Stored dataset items
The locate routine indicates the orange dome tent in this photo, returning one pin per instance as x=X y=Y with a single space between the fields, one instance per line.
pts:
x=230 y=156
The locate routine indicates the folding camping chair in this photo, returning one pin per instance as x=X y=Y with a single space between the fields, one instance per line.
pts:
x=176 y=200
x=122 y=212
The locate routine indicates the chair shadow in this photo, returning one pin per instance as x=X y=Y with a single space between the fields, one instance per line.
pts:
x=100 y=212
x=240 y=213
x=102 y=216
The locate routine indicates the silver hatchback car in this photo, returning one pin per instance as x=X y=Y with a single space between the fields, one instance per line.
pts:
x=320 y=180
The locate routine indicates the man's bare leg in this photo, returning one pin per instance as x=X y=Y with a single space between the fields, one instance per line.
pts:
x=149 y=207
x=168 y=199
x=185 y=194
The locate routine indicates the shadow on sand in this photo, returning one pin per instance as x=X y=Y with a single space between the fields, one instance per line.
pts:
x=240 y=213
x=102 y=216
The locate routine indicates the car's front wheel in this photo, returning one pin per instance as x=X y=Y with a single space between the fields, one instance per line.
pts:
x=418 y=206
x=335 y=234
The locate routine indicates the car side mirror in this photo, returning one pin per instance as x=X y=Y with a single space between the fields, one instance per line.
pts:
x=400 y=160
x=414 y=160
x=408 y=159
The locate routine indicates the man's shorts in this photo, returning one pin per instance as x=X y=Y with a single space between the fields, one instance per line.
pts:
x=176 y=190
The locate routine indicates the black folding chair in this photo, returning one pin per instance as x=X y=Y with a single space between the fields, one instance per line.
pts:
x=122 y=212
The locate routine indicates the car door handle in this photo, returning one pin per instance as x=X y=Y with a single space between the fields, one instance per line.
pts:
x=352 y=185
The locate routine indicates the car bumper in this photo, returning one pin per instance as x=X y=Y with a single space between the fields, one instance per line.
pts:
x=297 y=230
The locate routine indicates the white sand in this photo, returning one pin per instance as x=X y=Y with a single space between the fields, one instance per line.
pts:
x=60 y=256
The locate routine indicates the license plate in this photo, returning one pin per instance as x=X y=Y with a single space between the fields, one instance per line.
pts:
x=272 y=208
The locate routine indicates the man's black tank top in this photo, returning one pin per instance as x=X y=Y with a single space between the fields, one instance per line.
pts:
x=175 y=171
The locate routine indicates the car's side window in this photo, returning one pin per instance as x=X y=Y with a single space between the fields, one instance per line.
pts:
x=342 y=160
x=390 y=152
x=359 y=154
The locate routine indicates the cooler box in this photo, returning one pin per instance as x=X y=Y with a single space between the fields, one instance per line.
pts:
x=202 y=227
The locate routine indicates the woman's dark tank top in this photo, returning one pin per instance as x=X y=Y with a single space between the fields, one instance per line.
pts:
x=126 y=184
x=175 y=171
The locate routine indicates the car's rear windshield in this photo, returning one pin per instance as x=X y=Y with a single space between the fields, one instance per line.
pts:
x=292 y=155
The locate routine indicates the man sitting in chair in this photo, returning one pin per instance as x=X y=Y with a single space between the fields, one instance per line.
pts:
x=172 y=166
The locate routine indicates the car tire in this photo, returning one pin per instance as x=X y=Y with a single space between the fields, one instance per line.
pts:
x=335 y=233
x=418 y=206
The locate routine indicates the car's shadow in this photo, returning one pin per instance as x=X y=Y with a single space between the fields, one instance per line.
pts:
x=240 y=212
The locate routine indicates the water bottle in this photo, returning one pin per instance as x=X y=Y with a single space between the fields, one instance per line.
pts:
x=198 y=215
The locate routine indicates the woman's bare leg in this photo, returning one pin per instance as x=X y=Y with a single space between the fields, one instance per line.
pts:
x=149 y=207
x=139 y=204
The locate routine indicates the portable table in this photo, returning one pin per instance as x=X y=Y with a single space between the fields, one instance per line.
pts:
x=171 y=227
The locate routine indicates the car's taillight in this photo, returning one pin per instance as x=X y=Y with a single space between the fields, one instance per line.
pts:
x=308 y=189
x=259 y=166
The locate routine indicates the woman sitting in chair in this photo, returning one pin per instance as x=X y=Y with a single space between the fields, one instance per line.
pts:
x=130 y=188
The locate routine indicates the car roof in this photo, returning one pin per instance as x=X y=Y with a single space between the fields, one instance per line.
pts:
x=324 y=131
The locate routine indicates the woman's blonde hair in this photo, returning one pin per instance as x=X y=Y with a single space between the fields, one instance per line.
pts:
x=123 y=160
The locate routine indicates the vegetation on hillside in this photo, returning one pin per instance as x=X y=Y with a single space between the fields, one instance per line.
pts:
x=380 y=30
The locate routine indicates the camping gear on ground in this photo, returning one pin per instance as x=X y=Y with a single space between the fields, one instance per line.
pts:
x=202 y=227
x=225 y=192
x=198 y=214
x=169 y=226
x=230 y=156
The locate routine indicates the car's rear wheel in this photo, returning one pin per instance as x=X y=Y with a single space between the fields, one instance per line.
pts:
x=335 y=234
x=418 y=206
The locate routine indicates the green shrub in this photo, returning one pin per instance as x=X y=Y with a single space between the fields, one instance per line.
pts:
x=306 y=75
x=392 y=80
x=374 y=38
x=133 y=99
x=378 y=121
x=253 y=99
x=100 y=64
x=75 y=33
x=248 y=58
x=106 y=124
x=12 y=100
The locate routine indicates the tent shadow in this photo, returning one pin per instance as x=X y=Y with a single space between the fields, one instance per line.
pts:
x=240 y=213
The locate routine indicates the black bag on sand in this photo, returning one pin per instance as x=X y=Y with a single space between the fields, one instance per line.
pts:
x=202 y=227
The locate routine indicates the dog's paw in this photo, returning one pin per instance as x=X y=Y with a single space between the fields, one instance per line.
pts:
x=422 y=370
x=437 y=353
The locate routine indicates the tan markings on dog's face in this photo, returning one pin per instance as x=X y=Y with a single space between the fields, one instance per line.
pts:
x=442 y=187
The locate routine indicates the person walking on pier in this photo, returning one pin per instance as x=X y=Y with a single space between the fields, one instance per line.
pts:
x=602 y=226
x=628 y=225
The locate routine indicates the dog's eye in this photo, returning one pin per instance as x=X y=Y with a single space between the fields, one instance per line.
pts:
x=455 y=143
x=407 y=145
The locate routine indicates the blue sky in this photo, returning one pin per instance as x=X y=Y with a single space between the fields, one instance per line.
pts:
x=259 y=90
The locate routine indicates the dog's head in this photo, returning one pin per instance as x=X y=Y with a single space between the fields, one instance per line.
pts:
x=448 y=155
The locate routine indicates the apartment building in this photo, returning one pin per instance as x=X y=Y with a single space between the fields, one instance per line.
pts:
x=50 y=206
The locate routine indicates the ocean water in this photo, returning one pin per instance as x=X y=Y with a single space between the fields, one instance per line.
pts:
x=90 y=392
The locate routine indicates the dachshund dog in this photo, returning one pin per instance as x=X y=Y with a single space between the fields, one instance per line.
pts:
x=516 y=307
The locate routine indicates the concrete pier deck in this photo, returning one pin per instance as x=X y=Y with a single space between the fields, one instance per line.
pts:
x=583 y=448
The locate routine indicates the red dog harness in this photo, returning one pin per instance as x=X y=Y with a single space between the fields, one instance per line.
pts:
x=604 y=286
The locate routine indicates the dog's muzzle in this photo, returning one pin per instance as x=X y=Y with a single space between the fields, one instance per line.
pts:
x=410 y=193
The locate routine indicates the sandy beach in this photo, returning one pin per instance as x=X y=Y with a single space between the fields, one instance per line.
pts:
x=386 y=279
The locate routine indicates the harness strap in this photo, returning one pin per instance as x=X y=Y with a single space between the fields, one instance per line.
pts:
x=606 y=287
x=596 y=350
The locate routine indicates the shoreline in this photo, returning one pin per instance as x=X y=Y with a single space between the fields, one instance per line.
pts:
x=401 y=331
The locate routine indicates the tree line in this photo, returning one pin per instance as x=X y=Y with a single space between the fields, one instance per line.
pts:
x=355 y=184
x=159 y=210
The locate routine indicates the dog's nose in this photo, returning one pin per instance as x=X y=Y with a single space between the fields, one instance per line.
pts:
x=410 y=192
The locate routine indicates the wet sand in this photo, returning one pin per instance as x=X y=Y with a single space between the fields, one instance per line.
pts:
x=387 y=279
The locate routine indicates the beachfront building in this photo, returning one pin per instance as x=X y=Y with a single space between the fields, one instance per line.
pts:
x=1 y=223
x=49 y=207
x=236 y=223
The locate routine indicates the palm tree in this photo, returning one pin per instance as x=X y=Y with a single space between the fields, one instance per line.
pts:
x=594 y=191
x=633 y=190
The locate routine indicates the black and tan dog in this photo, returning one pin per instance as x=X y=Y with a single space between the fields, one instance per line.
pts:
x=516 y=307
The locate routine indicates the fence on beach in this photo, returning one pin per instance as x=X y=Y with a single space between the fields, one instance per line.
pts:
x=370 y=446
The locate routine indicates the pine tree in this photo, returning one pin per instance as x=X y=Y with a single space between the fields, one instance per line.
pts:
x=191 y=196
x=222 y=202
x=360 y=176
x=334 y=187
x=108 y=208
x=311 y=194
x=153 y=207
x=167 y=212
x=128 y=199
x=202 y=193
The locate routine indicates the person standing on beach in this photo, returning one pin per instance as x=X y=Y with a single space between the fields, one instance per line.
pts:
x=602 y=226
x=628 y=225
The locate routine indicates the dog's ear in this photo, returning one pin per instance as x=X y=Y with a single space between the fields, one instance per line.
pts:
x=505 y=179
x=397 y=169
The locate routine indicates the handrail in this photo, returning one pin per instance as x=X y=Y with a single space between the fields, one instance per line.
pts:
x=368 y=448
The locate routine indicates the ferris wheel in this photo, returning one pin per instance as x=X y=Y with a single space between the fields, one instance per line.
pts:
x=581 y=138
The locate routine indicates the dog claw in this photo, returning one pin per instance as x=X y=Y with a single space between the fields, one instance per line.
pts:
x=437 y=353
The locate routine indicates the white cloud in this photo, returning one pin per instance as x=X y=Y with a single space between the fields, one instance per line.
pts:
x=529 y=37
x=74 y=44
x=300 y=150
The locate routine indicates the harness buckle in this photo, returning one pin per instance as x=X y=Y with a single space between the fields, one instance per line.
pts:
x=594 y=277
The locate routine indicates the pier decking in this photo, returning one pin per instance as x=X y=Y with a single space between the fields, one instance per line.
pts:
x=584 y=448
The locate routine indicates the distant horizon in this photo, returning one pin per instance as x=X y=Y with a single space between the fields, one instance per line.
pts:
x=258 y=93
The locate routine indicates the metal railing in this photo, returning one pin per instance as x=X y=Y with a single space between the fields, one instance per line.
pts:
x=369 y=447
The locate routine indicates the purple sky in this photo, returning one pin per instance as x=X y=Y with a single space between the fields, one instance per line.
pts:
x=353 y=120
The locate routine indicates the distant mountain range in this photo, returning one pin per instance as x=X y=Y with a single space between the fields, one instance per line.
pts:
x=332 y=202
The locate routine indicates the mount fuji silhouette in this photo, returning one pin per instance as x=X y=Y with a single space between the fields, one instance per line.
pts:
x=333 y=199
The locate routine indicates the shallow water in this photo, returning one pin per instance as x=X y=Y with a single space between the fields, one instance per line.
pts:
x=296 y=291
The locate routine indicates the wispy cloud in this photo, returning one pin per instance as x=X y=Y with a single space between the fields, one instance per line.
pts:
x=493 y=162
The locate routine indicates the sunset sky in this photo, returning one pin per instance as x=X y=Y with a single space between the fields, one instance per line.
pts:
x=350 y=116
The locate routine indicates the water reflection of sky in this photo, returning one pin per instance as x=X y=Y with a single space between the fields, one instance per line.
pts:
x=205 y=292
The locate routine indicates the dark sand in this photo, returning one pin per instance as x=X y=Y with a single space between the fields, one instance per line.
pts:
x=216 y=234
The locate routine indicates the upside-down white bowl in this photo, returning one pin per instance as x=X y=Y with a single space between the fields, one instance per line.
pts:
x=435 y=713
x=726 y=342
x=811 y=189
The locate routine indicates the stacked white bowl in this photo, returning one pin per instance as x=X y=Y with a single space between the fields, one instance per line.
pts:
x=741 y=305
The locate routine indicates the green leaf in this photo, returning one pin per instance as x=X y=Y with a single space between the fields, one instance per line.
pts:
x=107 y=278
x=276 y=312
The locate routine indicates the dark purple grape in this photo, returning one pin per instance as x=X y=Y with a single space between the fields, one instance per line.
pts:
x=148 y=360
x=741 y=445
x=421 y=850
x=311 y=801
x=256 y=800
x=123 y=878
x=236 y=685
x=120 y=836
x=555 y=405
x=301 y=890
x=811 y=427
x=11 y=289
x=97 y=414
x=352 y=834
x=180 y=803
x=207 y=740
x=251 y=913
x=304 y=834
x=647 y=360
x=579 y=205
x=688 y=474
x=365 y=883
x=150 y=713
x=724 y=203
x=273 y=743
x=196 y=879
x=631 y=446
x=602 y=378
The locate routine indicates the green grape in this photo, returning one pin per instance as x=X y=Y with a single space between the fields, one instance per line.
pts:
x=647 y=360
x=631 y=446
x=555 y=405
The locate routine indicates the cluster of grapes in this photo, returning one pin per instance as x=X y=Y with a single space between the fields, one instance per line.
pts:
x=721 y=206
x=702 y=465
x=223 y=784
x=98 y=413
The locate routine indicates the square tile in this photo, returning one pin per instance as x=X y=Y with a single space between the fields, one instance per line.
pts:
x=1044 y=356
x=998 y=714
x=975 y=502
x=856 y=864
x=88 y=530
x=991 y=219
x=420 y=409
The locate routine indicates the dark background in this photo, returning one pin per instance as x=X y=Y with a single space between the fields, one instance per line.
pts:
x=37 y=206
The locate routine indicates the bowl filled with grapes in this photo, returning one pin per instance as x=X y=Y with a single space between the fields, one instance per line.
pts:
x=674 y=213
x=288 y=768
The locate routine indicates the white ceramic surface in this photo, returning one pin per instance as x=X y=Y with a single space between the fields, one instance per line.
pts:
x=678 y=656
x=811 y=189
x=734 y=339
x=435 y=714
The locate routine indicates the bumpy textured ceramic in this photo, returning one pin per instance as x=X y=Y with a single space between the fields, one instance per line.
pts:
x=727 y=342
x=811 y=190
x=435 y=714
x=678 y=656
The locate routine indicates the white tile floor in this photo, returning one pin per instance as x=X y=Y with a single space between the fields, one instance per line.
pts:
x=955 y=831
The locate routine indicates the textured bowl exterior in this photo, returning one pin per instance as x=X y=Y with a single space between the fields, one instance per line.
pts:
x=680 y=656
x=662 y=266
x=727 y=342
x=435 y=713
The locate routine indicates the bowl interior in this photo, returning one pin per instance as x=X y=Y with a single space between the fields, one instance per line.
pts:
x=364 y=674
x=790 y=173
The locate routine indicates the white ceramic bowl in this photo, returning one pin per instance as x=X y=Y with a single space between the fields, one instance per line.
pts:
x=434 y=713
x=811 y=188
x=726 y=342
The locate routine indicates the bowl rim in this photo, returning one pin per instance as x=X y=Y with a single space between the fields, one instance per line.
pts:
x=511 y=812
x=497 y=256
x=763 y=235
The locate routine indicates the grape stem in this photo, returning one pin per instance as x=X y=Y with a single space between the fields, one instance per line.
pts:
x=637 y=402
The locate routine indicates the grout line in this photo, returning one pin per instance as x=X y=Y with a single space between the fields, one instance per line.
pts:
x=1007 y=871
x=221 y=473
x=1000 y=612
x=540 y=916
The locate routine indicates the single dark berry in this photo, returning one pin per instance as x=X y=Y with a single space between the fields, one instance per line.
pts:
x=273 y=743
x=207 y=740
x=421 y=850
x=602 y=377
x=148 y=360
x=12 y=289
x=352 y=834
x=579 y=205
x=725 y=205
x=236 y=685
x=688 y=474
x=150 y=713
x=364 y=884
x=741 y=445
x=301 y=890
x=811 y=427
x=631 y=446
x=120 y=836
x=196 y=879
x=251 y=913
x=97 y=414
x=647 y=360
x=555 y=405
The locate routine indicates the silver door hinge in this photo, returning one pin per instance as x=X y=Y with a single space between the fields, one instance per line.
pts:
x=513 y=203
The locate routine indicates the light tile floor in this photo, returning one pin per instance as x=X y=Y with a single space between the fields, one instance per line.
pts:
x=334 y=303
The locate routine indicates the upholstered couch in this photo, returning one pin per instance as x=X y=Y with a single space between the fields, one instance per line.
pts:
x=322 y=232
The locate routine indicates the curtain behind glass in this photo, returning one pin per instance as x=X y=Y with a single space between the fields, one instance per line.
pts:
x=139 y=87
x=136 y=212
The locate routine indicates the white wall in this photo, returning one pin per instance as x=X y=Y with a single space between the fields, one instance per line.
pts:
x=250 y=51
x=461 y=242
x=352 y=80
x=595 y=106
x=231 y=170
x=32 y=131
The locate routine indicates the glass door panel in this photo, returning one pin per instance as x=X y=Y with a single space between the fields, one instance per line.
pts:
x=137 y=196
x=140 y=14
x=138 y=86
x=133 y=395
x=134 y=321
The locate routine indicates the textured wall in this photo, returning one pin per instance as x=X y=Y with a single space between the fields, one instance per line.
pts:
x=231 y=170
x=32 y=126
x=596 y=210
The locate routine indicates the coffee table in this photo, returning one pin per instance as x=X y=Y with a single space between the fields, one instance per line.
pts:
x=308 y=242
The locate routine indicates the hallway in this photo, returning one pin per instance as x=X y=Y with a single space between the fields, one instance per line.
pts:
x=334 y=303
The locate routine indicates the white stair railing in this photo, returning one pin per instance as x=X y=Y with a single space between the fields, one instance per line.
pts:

• TASK DESCRIPTION: Above are the records. How many of their lines hold "purple"? Answer with the number alone.

• RESPONSE TO THIS EXERCISE: 2